**Information provided:**
※ ※ ※

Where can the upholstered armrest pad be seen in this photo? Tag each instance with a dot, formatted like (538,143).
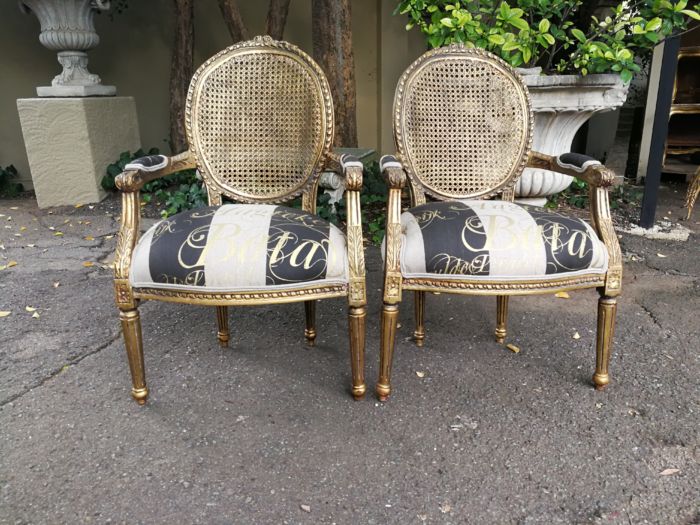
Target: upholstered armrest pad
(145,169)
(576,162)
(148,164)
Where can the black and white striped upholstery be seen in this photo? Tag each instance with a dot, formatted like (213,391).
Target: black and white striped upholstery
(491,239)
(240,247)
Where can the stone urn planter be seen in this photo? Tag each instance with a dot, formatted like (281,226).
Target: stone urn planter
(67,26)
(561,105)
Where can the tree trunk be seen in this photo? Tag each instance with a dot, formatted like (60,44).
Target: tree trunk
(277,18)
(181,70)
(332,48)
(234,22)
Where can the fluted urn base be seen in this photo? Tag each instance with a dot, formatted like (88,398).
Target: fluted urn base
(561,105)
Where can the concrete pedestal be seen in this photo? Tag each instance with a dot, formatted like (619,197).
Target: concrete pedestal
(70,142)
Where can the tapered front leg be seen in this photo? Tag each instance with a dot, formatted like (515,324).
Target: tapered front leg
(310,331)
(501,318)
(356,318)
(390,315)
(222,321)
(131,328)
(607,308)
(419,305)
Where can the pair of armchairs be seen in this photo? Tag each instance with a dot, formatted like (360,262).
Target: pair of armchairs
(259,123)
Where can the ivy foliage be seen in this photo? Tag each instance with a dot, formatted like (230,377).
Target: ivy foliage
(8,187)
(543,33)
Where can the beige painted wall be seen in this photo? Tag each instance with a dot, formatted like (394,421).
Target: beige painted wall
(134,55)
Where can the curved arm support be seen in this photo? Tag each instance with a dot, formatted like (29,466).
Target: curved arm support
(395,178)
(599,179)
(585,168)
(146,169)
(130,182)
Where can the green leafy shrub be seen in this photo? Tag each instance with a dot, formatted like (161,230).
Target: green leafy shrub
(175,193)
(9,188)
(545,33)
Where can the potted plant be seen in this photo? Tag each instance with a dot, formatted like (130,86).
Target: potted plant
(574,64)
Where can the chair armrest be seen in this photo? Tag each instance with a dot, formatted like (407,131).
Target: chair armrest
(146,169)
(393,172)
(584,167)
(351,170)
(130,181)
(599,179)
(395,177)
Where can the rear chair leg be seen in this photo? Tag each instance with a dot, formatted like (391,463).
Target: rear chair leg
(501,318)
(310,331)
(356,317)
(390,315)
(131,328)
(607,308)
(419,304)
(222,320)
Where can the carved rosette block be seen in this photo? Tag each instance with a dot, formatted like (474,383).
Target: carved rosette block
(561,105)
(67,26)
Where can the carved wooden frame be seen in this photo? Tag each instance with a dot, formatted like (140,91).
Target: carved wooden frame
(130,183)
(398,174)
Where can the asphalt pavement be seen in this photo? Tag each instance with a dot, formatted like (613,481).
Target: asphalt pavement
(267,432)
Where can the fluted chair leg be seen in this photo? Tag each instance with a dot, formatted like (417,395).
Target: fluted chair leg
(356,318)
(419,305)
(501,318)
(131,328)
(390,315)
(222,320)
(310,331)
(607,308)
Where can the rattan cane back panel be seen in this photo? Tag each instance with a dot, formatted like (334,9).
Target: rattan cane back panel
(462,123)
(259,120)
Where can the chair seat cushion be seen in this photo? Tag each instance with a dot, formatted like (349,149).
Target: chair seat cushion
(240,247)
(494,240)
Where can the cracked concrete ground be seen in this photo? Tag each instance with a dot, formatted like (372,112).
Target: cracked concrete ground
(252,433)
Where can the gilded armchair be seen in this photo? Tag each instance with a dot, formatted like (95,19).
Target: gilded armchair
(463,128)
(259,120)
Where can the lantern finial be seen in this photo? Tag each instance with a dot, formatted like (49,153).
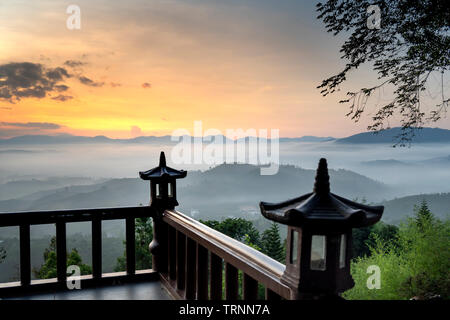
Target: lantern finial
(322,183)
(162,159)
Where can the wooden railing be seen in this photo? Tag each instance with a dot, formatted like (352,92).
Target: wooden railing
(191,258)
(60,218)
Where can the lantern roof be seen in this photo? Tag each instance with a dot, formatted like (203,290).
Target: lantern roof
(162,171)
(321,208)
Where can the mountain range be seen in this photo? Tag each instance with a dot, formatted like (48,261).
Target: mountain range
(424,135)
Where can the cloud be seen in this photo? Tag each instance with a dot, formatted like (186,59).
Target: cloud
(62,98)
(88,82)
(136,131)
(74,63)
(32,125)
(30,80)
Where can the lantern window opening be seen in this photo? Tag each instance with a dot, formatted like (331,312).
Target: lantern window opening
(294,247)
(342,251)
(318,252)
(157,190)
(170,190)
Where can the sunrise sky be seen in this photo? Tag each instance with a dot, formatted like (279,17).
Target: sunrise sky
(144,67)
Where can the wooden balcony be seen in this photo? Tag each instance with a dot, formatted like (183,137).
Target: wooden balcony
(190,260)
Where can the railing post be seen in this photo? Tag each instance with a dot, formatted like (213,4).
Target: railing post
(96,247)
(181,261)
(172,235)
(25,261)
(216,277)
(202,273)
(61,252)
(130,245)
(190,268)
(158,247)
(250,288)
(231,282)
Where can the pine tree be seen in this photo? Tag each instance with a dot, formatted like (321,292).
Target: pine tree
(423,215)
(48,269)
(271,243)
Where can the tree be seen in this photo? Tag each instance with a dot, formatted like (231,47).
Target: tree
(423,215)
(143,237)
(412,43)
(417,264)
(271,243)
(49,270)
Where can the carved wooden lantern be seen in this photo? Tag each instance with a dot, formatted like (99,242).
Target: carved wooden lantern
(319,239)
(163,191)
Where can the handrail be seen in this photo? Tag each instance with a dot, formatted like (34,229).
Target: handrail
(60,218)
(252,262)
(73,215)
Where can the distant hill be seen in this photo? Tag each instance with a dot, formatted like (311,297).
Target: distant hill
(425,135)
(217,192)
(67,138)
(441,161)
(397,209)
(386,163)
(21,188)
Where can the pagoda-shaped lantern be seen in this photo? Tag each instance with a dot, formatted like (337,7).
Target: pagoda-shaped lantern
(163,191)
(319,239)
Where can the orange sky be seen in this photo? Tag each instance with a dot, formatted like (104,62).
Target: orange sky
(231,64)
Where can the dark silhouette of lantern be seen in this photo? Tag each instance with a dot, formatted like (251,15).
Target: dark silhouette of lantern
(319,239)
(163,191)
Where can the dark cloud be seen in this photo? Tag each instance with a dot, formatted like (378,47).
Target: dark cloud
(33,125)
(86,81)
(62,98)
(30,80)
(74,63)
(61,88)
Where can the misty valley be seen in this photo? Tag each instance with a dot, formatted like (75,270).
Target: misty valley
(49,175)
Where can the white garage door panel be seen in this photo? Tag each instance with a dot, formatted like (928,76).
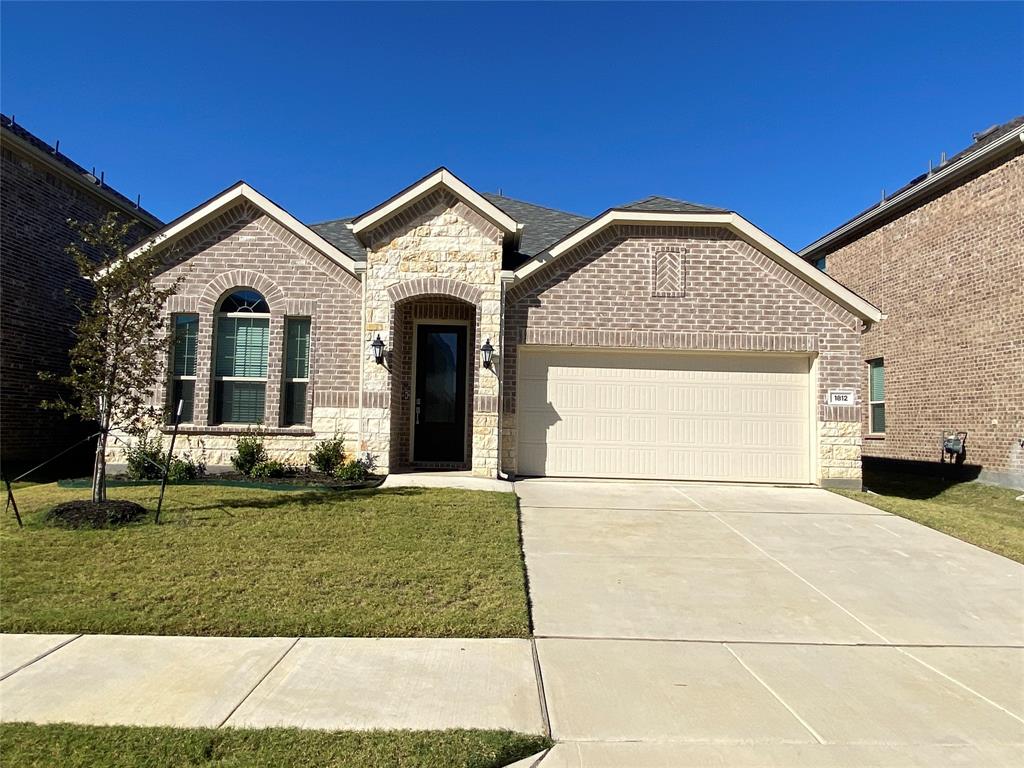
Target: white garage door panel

※ ※ ※

**Goal:**
Update every item above by changing "Tag each instance" to "Mark each occurrence" and leaving everything else as it is. Omit the pictures from your answer.

**Solution:**
Where can the upholstered armrest pad be seen in this photo? Mark each occurrence with a dot, formatted like (538,143).
Target: upholstered armrest pad
(145,169)
(576,162)
(148,164)
Where can the black and white striped upholstery be seen in this photo? Mark each occurrence with a dot, formatted like (213,391).
Target: black and white striped upholstery
(491,239)
(240,247)
Where can the stone urn planter be seen in this photo? Mark each occurrence with a dot, formatted like (281,226).
Target: stone urn planter
(67,26)
(561,105)
Where can the tree trunk be seen in this photo? Mark each occurrence with a dot, formatted like (60,44).
Target: tree trunk
(277,18)
(181,70)
(332,48)
(234,22)
Where can the fluted urn base be seen in this photo? Mark each occurrence with a dot, formatted like (88,398).
Target: fluted urn base
(561,105)
Where can the concrete pedestal be seen in this photo? Mark each occurrence with a dot, formatted like (619,197).
Target: concrete pedestal
(70,142)
Where can the tapered front leg be seen in this photo? Mark each occurrence with a dot, formatted like (515,324).
Target: tapered front leg
(310,331)
(501,318)
(356,318)
(390,315)
(222,321)
(131,328)
(607,308)
(419,305)
Where can the pair of armchairs be seen in this photo? Mark each occurrence with a dot, formatted like (360,262).
Target: pair of armchairs
(259,123)
Where can the ivy foliage be seen in this photo? Mark each occurrence with a dot, formatted like (230,377).
Target: ivy foliage
(8,187)
(543,33)
Where can the beige painted wall be seen in this photo? Mark each occurrence with a dot, formatted like (394,421).
Target: beige painted wall
(134,55)
Where can the curved arm support be seen in this photo? Mark each occurrence with a dot, formatted like (29,466).
Target: curved arm support
(395,178)
(599,179)
(585,168)
(146,169)
(130,182)
Where can the green leafy shrub be seen in this photo? Mark each occurrence with a dot, formatted like (161,230).
Target: green leafy shrub
(175,193)
(9,188)
(545,33)
Where can the potted plant be seen in this photo? Mark each occurrence with a dot, formatted like (130,86).
Target: potted plant
(574,64)
Where can the chair armrest be seen in this photo? Mark each occurrence with a dot, formatted like (407,131).
Target: chair armrest
(146,169)
(393,172)
(584,167)
(351,170)
(130,181)
(599,179)
(395,177)
Where can the rear chair leg be seen in this photo? Mark each occurrence with a dot, formatted like (391,463).
Target: rear chair leg
(501,318)
(310,331)
(356,317)
(390,315)
(131,328)
(607,308)
(419,304)
(222,320)
Where can the carved rosette block be seen in this photo? Mark each occurrence with a dot, formatted like (474,383).
Target: carved rosette block
(561,105)
(67,26)
Where can the carved wooden frame be seen in this photo? Mark each occurrence with a dot, formatted like (140,91).
Target: carved wooden frame
(130,183)
(398,174)
Where can the asphalt pavement be seen in this photo? Mark each occurrence with a dot, formatted like (613,481).
Target: asphalt pavement
(267,432)
Where can the fluted chair leg be seen in this photo? Mark each occurrence with a dot, formatted like (417,395).
Target: fluted chair leg
(356,318)
(419,305)
(501,318)
(131,328)
(390,315)
(222,320)
(310,331)
(607,308)
Where can the rattan cane back panel be seen in this photo? Mark each occurrence with a dot, formatted like (334,9).
Target: rattan cane back panel
(462,123)
(259,120)
Where can the chair seat cushion be seen in this photo? Mark each occurrence with a dot, formatted like (349,149).
Target: chair seat cushion
(240,247)
(494,240)
Where can the cracked concrete ground be seen in this photo? Mark each occurrence with a dot, formatted like (372,112).
Target: cracked concrete ground
(252,433)
Where can the gilded armchair be seen in this photo? Mark each occurrence with a dot, formatted like (95,19).
Target: gilded armchair
(463,128)
(259,120)
Where can the lantern finial be seen in this photo? Mark each occurrence with a dot, formatted like (49,153).
Target: lantern finial
(322,183)
(162,159)
Where can the wooden railing be seen in this photo? Mark each occurrence with a dot, formatted like (352,92).
Target: wooden railing
(191,258)
(60,218)
Where can the lantern roof be seen in this photo? Mark each occurrence with a dot, formatted like (203,290).
Target: lantern roof
(162,171)
(321,208)
Where can the mountain range be seen in this photo? Mark each occurrence with a dot, formatted like (48,261).
Target: mountain range
(424,135)
Where can the cloud be seen in this photo? Mark each occurrence with a dot, formatted like (186,59).
Target: cloud
(62,98)
(88,82)
(136,131)
(74,63)
(32,125)
(30,80)
Where can the lantern window opening be seen in this photo? Mark each occurrence with a dot, formatted like (331,312).
Target: lantern window opening
(294,247)
(342,251)
(318,252)
(157,190)
(170,190)
Where can the sunrise sky be seen in this photo? Mark each occurrence with a dot, formatted like (279,17).
Target: sunrise sky
(144,67)
Where can the wooden balcony be seen in this photo? Mark each occurrence with a dot, formatted like (183,137).
Target: wooden balcony
(190,260)
Where can the railing post be seen in this photo? Mark each occurrence with a dot, formatted like (213,4).
Target: railing post
(96,247)
(181,261)
(172,235)
(25,261)
(216,277)
(202,273)
(61,252)
(130,245)
(190,268)
(158,247)
(250,288)
(231,282)
Where can the pine tree be seen in this photo? Mark each occurrence with a dot, formatted like (321,292).
Target: pine tree
(423,215)
(48,269)
(271,243)
Where can the tree be seen in this photo? Mark each occurrence with a dot, formatted like (231,47).
Target: tree
(423,215)
(143,237)
(412,43)
(417,264)
(271,243)
(49,270)
Where can the carved wooden lantern be seen in this photo? Mark each occurrence with a dot, formatted like (99,242).
Target: carved wooden lantern
(319,239)
(163,191)
Where can the handrail be seen in this photo? Mark each occurrence with a dot, formatted like (34,229).
Target: handrail
(60,218)
(252,262)
(73,215)
Where can the distant hill be seen in this photo? Mark each occurrence with a dot, formatted like (311,297).
Target: distant hill
(425,135)
(217,192)
(67,138)
(441,161)
(397,209)
(386,163)
(21,188)
Where can the pagoda-shaped lantern be seen in this photo? Mark each occurrence with a dot, formatted like (337,7).
Target: pagoda-shaped lantern
(163,191)
(319,239)
Where can the orange sky be seen in this photo? Mark each occurrence with a dot, formatted like (104,62).
Target: orange sky
(231,64)
Where can the dark silhouette of lantern be seen in this photo? Mark each occurrence with a dot, formatted like (251,15).
Target: dark silhouette of lantern
(319,239)
(163,191)
Where can the dark cloud be seen in this photo? Mark each occurrence with a dot, formatted like (378,47).
Target: dark cloud
(33,125)
(86,81)
(62,98)
(30,80)
(74,63)
(61,88)
Where can the misty valley be seen in this photo? Mark each occurrence with a dot, formatted like (75,270).
Target: misty valley
(49,175)
Where can the white garage door panel be seen in this photo? Mark each occurrence with a dot, formatted like (928,76).
Target: white garage door panel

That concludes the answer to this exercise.